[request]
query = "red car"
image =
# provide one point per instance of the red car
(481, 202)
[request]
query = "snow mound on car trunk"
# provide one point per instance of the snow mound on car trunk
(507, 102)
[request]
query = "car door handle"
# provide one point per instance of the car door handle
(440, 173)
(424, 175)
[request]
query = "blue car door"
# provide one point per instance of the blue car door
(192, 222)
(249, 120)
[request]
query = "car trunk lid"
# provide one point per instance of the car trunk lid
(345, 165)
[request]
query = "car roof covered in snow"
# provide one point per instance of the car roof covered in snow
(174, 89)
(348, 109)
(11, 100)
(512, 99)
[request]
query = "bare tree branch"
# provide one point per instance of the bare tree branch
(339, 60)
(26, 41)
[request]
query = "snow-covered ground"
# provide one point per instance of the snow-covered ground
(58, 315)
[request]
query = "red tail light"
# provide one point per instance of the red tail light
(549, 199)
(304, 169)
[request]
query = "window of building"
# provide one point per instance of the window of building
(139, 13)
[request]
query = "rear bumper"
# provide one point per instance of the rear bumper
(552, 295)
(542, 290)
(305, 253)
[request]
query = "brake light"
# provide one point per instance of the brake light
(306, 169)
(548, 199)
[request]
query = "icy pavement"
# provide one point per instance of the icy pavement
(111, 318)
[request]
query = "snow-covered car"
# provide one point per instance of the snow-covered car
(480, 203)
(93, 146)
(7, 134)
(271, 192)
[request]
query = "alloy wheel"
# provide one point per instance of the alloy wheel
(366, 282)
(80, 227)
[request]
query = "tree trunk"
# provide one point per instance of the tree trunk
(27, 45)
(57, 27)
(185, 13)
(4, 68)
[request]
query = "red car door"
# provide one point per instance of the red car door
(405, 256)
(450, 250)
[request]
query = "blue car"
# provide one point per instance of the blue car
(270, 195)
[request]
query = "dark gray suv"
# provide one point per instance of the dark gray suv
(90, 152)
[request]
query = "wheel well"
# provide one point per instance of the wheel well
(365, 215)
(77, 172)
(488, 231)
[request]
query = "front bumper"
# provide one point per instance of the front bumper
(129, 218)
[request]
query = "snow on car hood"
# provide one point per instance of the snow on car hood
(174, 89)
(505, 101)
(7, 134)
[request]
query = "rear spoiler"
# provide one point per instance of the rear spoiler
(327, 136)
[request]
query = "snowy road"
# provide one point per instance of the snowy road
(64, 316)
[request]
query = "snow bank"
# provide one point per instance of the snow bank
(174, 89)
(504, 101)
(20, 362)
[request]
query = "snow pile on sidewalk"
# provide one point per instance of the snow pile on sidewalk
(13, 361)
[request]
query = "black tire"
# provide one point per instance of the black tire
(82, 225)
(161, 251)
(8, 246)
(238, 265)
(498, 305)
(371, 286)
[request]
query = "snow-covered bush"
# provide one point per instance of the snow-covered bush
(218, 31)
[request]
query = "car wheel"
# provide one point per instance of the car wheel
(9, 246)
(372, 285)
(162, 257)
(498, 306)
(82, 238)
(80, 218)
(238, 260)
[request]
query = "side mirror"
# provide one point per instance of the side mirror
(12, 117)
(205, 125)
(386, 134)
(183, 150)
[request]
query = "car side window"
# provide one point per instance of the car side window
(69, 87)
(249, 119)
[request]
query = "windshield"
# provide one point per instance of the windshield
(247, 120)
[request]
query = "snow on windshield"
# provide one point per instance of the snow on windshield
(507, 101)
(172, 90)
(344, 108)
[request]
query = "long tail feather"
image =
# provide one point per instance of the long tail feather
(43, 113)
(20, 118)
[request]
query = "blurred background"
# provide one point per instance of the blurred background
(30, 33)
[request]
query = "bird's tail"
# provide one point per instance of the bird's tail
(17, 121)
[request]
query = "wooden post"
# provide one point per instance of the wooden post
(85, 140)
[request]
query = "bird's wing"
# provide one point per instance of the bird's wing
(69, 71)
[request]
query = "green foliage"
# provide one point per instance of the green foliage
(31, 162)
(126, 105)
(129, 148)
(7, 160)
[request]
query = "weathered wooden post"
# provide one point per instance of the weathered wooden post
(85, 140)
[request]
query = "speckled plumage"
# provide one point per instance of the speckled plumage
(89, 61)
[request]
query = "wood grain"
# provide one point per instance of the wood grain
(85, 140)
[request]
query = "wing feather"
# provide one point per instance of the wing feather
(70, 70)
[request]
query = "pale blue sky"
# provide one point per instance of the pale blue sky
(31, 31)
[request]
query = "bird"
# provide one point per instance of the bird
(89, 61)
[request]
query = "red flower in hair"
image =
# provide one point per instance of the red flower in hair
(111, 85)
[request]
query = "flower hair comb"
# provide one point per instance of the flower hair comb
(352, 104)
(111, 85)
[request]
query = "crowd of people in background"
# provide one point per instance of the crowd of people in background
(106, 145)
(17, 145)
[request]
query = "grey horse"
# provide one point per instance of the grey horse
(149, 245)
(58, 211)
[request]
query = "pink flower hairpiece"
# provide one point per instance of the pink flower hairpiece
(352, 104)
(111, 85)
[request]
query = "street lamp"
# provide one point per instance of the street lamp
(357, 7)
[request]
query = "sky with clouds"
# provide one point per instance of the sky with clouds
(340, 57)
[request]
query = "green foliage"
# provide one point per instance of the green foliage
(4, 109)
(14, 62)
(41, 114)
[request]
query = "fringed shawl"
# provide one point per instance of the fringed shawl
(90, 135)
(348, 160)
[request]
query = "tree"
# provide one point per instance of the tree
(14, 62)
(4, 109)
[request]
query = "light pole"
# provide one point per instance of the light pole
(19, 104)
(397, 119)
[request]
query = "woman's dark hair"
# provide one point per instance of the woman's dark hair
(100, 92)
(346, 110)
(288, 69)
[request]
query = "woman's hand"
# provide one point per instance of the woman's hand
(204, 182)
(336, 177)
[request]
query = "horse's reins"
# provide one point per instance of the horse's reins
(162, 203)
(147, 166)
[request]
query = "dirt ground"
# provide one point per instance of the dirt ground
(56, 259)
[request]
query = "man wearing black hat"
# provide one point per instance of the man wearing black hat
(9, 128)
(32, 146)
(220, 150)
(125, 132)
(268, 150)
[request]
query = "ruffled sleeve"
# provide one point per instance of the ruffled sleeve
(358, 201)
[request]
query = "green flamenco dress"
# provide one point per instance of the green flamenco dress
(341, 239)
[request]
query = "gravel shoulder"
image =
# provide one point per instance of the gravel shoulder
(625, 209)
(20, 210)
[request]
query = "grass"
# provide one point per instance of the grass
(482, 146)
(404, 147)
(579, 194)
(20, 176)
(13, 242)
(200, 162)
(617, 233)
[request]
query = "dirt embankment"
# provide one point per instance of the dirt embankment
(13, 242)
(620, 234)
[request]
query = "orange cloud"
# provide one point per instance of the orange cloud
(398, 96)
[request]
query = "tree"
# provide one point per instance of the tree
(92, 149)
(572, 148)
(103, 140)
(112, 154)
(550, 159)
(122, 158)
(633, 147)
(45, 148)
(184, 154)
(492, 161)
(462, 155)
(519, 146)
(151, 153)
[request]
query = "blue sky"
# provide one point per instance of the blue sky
◆ ◆ ◆ ◆ ◆ ◆ ◆
#### EXERCISE
Type out the full listing again, exactly as given.

#### SOLUTION TO THE EXERCISE
[request]
query = "red car"
image =
# provide one point per instance of the red car
(481, 202)
[request]
query = "snow mound on car trunk"
# provide one point per instance of the snow mound on car trunk
(507, 102)
[request]
query = "car door handle"
# provide one point per instance of the car door handle
(440, 173)
(424, 175)
[request]
query = "blue car door"
# provide one point per instance of the blue car door
(192, 222)
(249, 120)
[request]
query = "car trunk lid"
# provide one point per instance of the car trunk lid
(345, 165)
[request]
query = "car roof covered in snow"
# provide one point per instance of the car roof covered in snow
(174, 89)
(348, 109)
(11, 100)
(512, 99)
[request]
query = "bare tree branch"
# provide one point per instance of the bare tree branch
(339, 60)
(26, 41)
[request]
query = "snow-covered ground"
# provide one point per instance of the snow-covered ground
(58, 315)
[request]
query = "red tail light"
# provide one point per instance of the red tail light
(549, 199)
(304, 169)
[request]
query = "window of building"
# provide one point per instance of the window of building
(139, 13)
[request]
query = "rear bumper"
# provide one point per instance of the rear bumper
(552, 295)
(542, 290)
(305, 253)
[request]
query = "brake light"
# provide one point per instance of the brake light
(306, 169)
(548, 199)
[request]
query = "icy pavement"
# provide one point per instance of the icy pavement
(111, 318)
[request]
query = "snow-covered car"
# provide one point per instance of the snow-covered car
(480, 203)
(93, 146)
(7, 134)
(271, 192)
[request]
query = "alloy wheel"
# provide one point per instance of the alloy wheel
(366, 282)
(80, 227)
[request]
query = "tree trunk"
# provide one point per instance of the tree trunk
(27, 45)
(57, 27)
(185, 13)
(4, 68)
[request]
query = "red car door"
# provide one point per instance of the red car door
(405, 256)
(450, 250)
[request]
query = "blue car"
# provide one point per instance of the blue car
(270, 195)
[request]
query = "dark gray suv"
# provide one point per instance of the dark gray suv
(90, 152)
[request]
query = "wheel well"
# provide one point per instance of the wheel well
(365, 215)
(77, 172)
(488, 231)
[request]
query = "front bumper"
# provide one point per instance of the front bumper
(129, 218)
[request]
query = "snow on car hood"
# provide one point per instance of the snow on car hood
(174, 89)
(505, 101)
(7, 134)
[request]
query = "rear spoiler"
# provide one point per instance of the rear spoiler
(327, 136)
[request]
query = "snowy road"
# provide one point per instance of the snowy road
(64, 316)
[request]
query = "snow bank"
# provide one point per instance of the snow bank
(174, 89)
(504, 101)
(20, 362)
[request]
query = "snow pile on sidewalk"
# provide one point per instance of the snow pile on sidewalk
(13, 361)
[request]
query = "black tire"
# provide one point per instance of the black tire
(82, 225)
(161, 251)
(8, 246)
(238, 265)
(498, 305)
(371, 286)
[request]
query = "snow-covered bush"
# provide one point per instance of the snow-covered bush
(218, 31)
[request]
query = "car wheel"
# provide one point per instance of the car wheel
(9, 246)
(372, 285)
(162, 257)
(498, 306)
(82, 238)
(80, 218)
(238, 260)
[request]
query = "side mirror"
# provide one point per instance of the side mirror
(12, 117)
(205, 125)
(386, 134)
(183, 150)
[request]
query = "car side window"
# provide one point per instance of the car side window
(69, 87)
(249, 119)
[request]
query = "windshield"
# provide one point per instance of the windshield
(247, 120)
[request]
query = "snow on windshield"
# provide one point per instance of the snow on windshield
(507, 101)
(172, 90)
(344, 108)
[request]
query = "long tail feather"
image =
# provide one point per instance of the long tail feather
(43, 113)
(20, 118)
[request]
query = "blurred background"
# provide one point per instance of the blurred background
(30, 33)
[request]
query = "bird's tail"
# provide one point per instance of the bird's tail
(17, 121)
[request]
query = "wooden post"
# provide one point per instance of the wooden post
(85, 140)
[request]
query = "bird's wing"
# provide one point per instance of the bird's wing
(69, 71)
[request]
query = "green foliage"
# provide one point per instance of the green foliage
(31, 162)
(126, 105)
(129, 148)
(7, 160)
[request]
query = "weathered wooden post"
# provide one point per instance of the weathered wooden post
(85, 140)
[request]
query = "speckled plumage"
# provide one point per instance of the speckled plumage
(89, 61)
[request]
query = "wood grain"
# provide one point per instance of the wood grain
(85, 140)
[request]
query = "wing feather"
# provide one point per instance of the wing feather
(70, 70)
[request]
query = "pale blue sky"
# provide one point per instance of the pale blue sky
(31, 31)
[request]
query = "bird"
# provide one point per instance of the bird
(89, 61)
[request]
query = "red flower in hair"
image =
# provide one point per instance of the red flower in hair
(111, 85)
[request]
query = "flower hair comb"
# provide one point per instance of the flower hair comb
(352, 104)
(111, 85)
[request]
query = "crowd of people in background"
# provide one point per instance of the crowd of people in background
(106, 145)
(17, 145)
[request]
query = "grey horse"
# provide one point per instance of the grey horse
(149, 245)
(58, 211)
[request]
query = "pink flower hairpiece"
# provide one point per instance of the pink flower hairpiece
(352, 104)
(111, 85)
[request]
query = "street lamp"
# provide one point per instance of the street lamp
(357, 7)
[request]
query = "sky with clouds"
# provide one point per instance of the sky with clouds
(340, 57)
[request]
query = "green foliage"
# provide one point per instance of the green foliage
(4, 109)
(14, 62)
(41, 114)
[request]
query = "fringed shawl"
# provide one point per instance of the fringed shawl
(90, 135)
(348, 160)
[request]
query = "tree"
# provide one point per instance of the tree
(14, 62)
(4, 109)
[request]
query = "light pole"
# provide one point per instance of the light pole
(19, 104)
(397, 119)
[request]
query = "woman's dark hair"
# provide one point per instance of the woman's dark hair
(100, 92)
(346, 110)
(288, 69)
[request]
query = "woman's hand"
# provide one point per instance of the woman's hand
(204, 182)
(336, 177)
[request]
query = "horse's reins"
# provide one point per instance of the horse's reins
(162, 203)
(147, 166)
[request]
query = "dirt ground"
# provide one point per instance of the dirt ground
(56, 259)
[request]
query = "man wearing black hat"
# provide one point per instance of the man wearing black hat
(9, 128)
(32, 146)
(220, 150)
(125, 132)
(268, 150)
[request]
query = "ruffled sleeve"
# provide one point per instance of the ruffled sleeve
(358, 201)
[request]
query = "green flamenco dress"
# provide one point per instance of the green flamenco dress
(341, 239)
[request]
query = "gravel shoulder"
image =
# provide one point per instance of the gravel shoulder
(625, 209)
(20, 210)
[request]
query = "grass"
# provide one point per instance of the grass
(482, 146)
(404, 147)
(579, 194)
(20, 176)
(13, 242)
(200, 162)
(617, 233)
[request]
query = "dirt embankment"
# provide one point per instance of the dirt embankment
(13, 242)
(620, 234)
[request]
query = "orange cloud"
# provide one point per instance of the orange cloud
(398, 96)
[request]
query = "tree"
# provide one point per instance of the tree
(92, 149)
(572, 148)
(103, 140)
(112, 154)
(550, 159)
(122, 158)
(633, 147)
(45, 148)
(184, 154)
(492, 161)
(462, 155)
(519, 146)
(151, 153)
[request]
query = "blue sky"
# provide one point per instance of the blue sky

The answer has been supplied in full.